WHAT TO DO:
Copy the following lines word for word, every one of them.

_ _ _

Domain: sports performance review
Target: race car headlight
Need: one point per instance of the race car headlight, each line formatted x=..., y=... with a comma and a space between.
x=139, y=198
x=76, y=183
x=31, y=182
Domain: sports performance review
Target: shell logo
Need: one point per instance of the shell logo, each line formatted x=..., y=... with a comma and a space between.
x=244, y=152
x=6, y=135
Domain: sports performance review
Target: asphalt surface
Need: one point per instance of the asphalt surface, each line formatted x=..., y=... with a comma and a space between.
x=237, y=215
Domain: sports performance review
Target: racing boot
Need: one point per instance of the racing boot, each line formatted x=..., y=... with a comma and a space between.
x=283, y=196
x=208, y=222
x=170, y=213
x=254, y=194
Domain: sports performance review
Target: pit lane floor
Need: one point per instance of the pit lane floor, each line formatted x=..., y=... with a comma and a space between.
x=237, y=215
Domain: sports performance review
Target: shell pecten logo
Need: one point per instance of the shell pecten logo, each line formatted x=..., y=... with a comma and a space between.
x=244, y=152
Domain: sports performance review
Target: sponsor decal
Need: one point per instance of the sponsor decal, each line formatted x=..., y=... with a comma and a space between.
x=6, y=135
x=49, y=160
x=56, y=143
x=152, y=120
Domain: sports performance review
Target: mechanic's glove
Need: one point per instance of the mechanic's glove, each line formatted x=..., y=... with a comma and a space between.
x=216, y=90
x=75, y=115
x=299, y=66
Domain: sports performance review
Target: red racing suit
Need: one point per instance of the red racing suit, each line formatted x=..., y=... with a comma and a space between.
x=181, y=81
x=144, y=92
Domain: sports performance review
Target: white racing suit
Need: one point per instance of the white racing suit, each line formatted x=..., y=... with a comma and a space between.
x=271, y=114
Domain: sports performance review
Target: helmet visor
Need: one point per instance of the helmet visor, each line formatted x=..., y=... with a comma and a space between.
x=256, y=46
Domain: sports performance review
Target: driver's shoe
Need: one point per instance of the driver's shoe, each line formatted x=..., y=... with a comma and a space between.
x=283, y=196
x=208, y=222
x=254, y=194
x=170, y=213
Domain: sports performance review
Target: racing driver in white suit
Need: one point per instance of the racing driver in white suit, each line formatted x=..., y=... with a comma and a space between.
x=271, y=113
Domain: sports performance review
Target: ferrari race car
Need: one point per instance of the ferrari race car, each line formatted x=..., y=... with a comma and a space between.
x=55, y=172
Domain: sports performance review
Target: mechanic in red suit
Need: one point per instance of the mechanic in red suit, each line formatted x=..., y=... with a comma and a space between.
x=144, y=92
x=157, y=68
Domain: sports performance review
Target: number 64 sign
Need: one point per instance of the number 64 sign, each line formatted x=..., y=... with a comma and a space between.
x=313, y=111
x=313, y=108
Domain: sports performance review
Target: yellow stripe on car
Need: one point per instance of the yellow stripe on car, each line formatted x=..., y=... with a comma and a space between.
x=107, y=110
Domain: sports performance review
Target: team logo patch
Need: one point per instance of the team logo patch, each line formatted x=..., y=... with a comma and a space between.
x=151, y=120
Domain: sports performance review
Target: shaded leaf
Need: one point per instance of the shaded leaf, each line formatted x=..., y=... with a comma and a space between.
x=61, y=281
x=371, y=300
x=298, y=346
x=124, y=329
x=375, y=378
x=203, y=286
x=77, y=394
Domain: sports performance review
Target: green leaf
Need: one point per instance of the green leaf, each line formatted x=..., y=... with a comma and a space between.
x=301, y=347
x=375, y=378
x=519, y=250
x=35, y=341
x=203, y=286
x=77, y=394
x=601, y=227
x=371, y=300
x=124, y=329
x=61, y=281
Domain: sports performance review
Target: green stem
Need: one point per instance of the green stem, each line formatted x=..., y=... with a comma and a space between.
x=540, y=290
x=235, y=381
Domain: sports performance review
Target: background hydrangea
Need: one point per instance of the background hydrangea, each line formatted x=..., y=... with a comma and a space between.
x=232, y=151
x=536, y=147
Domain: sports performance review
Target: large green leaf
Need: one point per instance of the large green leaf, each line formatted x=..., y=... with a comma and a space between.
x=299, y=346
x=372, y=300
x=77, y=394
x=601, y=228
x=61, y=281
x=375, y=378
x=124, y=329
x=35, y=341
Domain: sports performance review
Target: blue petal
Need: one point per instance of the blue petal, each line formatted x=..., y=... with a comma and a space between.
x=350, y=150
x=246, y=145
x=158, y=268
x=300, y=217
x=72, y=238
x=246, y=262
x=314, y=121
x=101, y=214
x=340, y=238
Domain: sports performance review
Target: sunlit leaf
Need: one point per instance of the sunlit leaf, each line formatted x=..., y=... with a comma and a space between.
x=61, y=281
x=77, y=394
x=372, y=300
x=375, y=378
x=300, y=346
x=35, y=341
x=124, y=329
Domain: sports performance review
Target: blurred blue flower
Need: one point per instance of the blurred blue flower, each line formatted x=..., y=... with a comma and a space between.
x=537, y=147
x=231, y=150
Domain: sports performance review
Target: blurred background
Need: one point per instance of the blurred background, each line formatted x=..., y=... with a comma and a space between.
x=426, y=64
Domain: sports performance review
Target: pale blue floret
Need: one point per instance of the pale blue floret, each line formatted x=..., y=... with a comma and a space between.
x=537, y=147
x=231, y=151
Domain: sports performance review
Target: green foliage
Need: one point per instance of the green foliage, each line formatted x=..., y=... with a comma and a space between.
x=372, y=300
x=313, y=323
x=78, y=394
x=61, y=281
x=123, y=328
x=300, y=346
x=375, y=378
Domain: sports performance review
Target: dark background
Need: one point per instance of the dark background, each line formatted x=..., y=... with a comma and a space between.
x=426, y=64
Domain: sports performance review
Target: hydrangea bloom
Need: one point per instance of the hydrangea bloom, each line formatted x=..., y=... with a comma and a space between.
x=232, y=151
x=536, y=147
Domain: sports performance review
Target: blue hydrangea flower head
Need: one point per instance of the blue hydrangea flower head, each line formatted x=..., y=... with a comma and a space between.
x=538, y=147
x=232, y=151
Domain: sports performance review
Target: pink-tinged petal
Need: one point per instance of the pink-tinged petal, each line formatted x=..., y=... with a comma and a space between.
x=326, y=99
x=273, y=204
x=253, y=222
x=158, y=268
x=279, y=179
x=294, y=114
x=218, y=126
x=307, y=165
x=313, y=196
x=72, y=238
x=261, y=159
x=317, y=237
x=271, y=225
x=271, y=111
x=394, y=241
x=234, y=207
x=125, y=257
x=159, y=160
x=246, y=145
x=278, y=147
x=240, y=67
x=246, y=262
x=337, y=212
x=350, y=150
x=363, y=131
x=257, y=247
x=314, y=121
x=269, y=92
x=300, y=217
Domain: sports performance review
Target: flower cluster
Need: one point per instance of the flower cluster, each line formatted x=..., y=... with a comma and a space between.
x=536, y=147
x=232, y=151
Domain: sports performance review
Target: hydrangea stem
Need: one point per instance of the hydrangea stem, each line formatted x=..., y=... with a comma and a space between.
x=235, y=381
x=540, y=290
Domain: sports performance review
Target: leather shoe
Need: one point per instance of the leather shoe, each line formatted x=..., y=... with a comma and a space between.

_ _ _

SOLUTION:
Domain: sports performance review
Target: race car headlight
Need: one point per instance of the race car headlight, each line formatted x=..., y=... with a comma and a space between.
x=139, y=198
x=76, y=183
x=31, y=182
Domain: sports performance review
Target: shell logo
Need: one point per instance of the shell logo, each line formatted x=..., y=... with a comma and a space between.
x=244, y=152
x=6, y=135
Domain: sports performance review
Target: asphalt surface
Need: one point per instance of the asphalt surface, each line formatted x=..., y=... with a comma and a space between.
x=237, y=215
Domain: sports performance review
Target: racing boot
Need: one point per instance of the racing boot, each line formatted x=..., y=... with a comma and a space between.
x=283, y=196
x=208, y=222
x=170, y=213
x=254, y=194
Domain: sports performance review
Target: pit lane floor
Need: one point per instance of the pit lane floor, each line formatted x=..., y=... with a comma and a space between.
x=237, y=215
Domain: sports performance review
Target: shell pecten logo
Need: one point per instance of the shell pecten logo, each line formatted x=..., y=... with a comma and a space between.
x=244, y=152
Domain: sports performance review
Target: sponsor decal
Need: one point per instance of the sponsor decal, each line formatted x=..., y=... with a comma and a space between.
x=6, y=135
x=49, y=160
x=56, y=143
x=152, y=120
Domain: sports performance review
Target: mechanic's glove
Need: one point per instance of the mechanic's glove, each line formatted x=..., y=... with a comma and a space between.
x=216, y=90
x=75, y=115
x=299, y=66
Domain: sports performance review
Target: red racing suit
Need: one point per instance of the red racing suit, each line formatted x=..., y=... with a comma and a space between.
x=181, y=81
x=144, y=92
Domain: sports performance review
Target: white racing suit
Need: one point per instance of the white racing suit, each line formatted x=..., y=... with a comma and a space between.
x=271, y=114
Domain: sports performance review
Target: helmet visor
Need: one point per instance of the helmet visor, each line formatted x=..., y=... with a comma and a space between.
x=256, y=46
Domain: sports performance review
Target: driver's shoe
Need: one point per instance of the driver's shoe, each line formatted x=..., y=... with a comma and a space between.
x=283, y=196
x=208, y=222
x=254, y=194
x=170, y=213
Domain: sports performance review
Target: racing driver in white suit
Need: one point per instance of the racing driver in white suit, each line formatted x=..., y=... with a comma and a space between.
x=271, y=113
Domain: sports performance review
Target: ferrari race car
Need: one point per instance of the ferrari race car, each line formatted x=..., y=... with a comma and a space between.
x=55, y=172
Domain: sports performance review
Target: mechanic in red suit
Need: one point per instance of the mechanic in red suit, each line formatted x=..., y=... with a comma and a space between.
x=144, y=92
x=157, y=68
Domain: sports performance review
Target: number 64 sign
Need: one point per instance of the number 64 sign, each line formatted x=..., y=... with a comma and a space between.
x=313, y=111
x=313, y=108
Domain: sports performance review
Target: yellow stripe on car
Need: one point per instance of the yellow stripe on car, each line formatted x=..., y=... with a comma and a space between.
x=107, y=110
Domain: sports performance review
Target: team logo patch
Need: one point per instance of the team logo patch, each line formatted x=..., y=... with a comma and a space between.
x=151, y=120
Domain: sports performance review
Target: shaded leaf
Need: one point per instance of the shaded leaf, each line formatted x=..., y=... with a comma and a space between.
x=61, y=281
x=371, y=300
x=298, y=346
x=124, y=329
x=375, y=378
x=203, y=286
x=77, y=394
Domain: sports performance review
Target: green leaf
Need: one point per instance of the green leaf, each line formatted x=..., y=... with a comma and a space between.
x=301, y=347
x=375, y=378
x=519, y=250
x=35, y=341
x=203, y=286
x=77, y=394
x=601, y=227
x=371, y=300
x=124, y=329
x=61, y=281
Domain: sports performance review
Target: green stem
Need: one point per instance of the green stem, each line formatted x=..., y=... with a comma and a space between.
x=540, y=290
x=235, y=381
Domain: sports performance review
Target: background hydrangea
Need: one point per instance of the background hydrangea, each line formatted x=..., y=... with a comma and a space between.
x=232, y=151
x=536, y=147
Domain: sports performance review
Target: large green leaf
Need: one point per instance of the large green leaf, each line formatted x=..., y=... with a comma and a space between.
x=299, y=346
x=372, y=300
x=77, y=394
x=601, y=228
x=61, y=281
x=375, y=378
x=124, y=329
x=35, y=341
Domain: sports performance review
Target: blue petal
Need: one point per instance of the blue petal, each line formatted x=..., y=... with a comma and a space between.
x=350, y=150
x=246, y=145
x=158, y=268
x=300, y=217
x=72, y=238
x=246, y=262
x=314, y=121
x=101, y=214
x=340, y=238
Domain: sports performance review
Target: sunlit leaf
Need: one point per instance of the sunlit leaf, each line formatted x=..., y=... with a comma and a space between.
x=61, y=281
x=77, y=394
x=372, y=300
x=375, y=378
x=300, y=346
x=35, y=341
x=124, y=329
Domain: sports performance review
Target: blurred blue flower
Need: one point per instance of the blurred blue flower, each line formatted x=..., y=... with a comma and a space between.
x=537, y=147
x=231, y=150
Domain: sports performance review
Target: blurred background
Need: one point per instance of the blurred background, each line formatted x=..., y=... with a comma and a space between.
x=426, y=64
Domain: sports performance review
Target: pale blue floret
Need: one point per instance of the pale blue floret, each line formatted x=..., y=... with a comma and a space between.
x=537, y=147
x=231, y=151
Domain: sports performance review
Target: green foliage
Need: one point per instance of the green foliage, each line formatted x=..., y=... with a comma and a space between.
x=372, y=300
x=313, y=323
x=78, y=394
x=61, y=281
x=123, y=328
x=300, y=346
x=375, y=378
Domain: sports performance review
Target: dark background
Need: one point per instance of the dark background, each line formatted x=..., y=... with a comma and a space between.
x=426, y=64
Domain: sports performance review
Target: hydrangea bloom
Need: one point per instance of the hydrangea bloom, each line formatted x=..., y=... with a comma and a space between.
x=232, y=151
x=536, y=147
Domain: sports performance review
Target: blue hydrangea flower head
Need: one point per instance of the blue hydrangea flower head, each line formatted x=..., y=... with a comma and a space between.
x=538, y=147
x=232, y=151
Domain: sports performance review
Target: pink-tinged petal
Need: one point per instance of the pink-tinged petal, each line formatted x=..., y=... with a comma and a space between.
x=326, y=99
x=273, y=204
x=253, y=222
x=158, y=268
x=279, y=179
x=294, y=114
x=218, y=126
x=307, y=165
x=313, y=196
x=72, y=238
x=261, y=159
x=317, y=237
x=271, y=225
x=271, y=111
x=394, y=241
x=234, y=207
x=125, y=257
x=159, y=160
x=246, y=145
x=278, y=147
x=240, y=67
x=246, y=262
x=337, y=212
x=350, y=150
x=363, y=131
x=257, y=247
x=314, y=121
x=269, y=92
x=300, y=217
Domain: sports performance review
Target: flower cluster
Need: one point per instance of the flower cluster, each line formatted x=..., y=... with a comma and a space between.
x=536, y=147
x=232, y=151
Domain: sports performance review
Target: hydrangea stem
Need: one point per instance of the hydrangea stem, each line formatted x=..., y=... with a comma and a space between.
x=235, y=381
x=540, y=290
Domain: sports performance review
Target: leather shoe
Need: one point per instance of the leather shoe, each line formatted x=..., y=... with a comma and a space between.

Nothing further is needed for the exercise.